● PAGE:
Today, I am reflecting on the 35th anniversary of my ordination to the priesthood. The Feast of St. Peter and Paul (June 29) ends the second week of my tour with Bishop Christopher Senyonjo of Uganda.
Last night, following the showing of the film “Call Me Kuchu” (“queer” in Ugandan slang) that closed the Human Rights Watch Film Festival in New York, the bishop spoke about his work in Uganda and why he is in the USA.
He was asked several religious questions from a largely secular audience who were intrigued by two issues: Why the church is such a negative influence on the political and social consequences of LGBT people worldwide, and what motivates him as an 80-year-old religious leader to do this work?
His reply affirmed his belief that God has called him to this work and he is carrying out the 2,000-year-old principle that in the new humanity envisioned by Jesus and articulated by Paul, “There is neither Jew nor Greek, slave or free, male or female, but we are one.”
The film ends with him reiterating his principle message. He adds, if Paul was alive today, he would add “There is neither straight nor LGBT.” The film is AMAZING and I am sure will be nominated for an Oscar.

● ENTRIES PROVIDED:
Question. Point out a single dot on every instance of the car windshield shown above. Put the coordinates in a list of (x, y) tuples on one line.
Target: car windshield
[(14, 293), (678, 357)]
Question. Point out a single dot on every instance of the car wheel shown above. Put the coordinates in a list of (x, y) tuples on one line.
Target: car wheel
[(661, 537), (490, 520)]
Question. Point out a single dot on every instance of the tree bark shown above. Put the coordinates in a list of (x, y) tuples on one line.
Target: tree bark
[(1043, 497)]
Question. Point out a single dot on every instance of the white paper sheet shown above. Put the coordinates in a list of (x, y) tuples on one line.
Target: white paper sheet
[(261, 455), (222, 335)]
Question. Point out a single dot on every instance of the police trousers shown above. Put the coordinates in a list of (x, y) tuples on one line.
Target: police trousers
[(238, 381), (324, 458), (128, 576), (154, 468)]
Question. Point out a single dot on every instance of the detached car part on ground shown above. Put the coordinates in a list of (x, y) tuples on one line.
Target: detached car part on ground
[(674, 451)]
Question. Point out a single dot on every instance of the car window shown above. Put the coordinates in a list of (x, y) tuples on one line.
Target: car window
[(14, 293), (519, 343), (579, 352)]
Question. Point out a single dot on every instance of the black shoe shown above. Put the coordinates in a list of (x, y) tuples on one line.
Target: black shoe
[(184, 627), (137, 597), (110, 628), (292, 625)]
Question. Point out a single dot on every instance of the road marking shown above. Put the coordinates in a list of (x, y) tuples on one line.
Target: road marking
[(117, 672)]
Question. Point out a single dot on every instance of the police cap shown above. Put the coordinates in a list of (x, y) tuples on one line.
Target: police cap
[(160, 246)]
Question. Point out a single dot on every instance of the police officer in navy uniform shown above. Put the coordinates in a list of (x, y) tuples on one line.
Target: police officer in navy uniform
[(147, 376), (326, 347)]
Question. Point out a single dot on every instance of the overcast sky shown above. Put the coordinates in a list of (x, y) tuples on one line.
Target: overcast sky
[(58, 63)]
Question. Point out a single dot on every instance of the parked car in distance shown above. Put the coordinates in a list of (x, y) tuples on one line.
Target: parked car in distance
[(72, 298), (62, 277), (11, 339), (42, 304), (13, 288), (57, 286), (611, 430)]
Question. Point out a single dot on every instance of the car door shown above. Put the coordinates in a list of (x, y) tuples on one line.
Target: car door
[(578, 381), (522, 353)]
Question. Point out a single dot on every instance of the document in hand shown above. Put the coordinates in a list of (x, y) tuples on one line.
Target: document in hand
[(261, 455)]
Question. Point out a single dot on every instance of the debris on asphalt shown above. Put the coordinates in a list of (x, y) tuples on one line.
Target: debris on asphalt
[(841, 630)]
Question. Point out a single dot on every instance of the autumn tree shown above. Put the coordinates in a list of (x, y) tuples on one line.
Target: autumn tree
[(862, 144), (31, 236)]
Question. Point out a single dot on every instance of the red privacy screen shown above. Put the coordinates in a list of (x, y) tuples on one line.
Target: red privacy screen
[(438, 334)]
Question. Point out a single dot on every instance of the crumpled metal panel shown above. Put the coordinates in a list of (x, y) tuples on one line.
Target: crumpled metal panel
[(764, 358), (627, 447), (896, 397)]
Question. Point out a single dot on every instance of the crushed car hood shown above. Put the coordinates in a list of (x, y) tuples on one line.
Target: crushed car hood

● REQUIREMENT: Please explain, in one to three sentences, why the bishop in the post about his tour says he does this work at 80.

● RESPONSE BELOW: He believes God has called him to this work. He sees himself as carrying out the 2,000-year-old principle that in the new humanity envisioned by Jesus and articulated by Paul, "There is neither Jew nor Greek, slave or free, male or female, but we are one."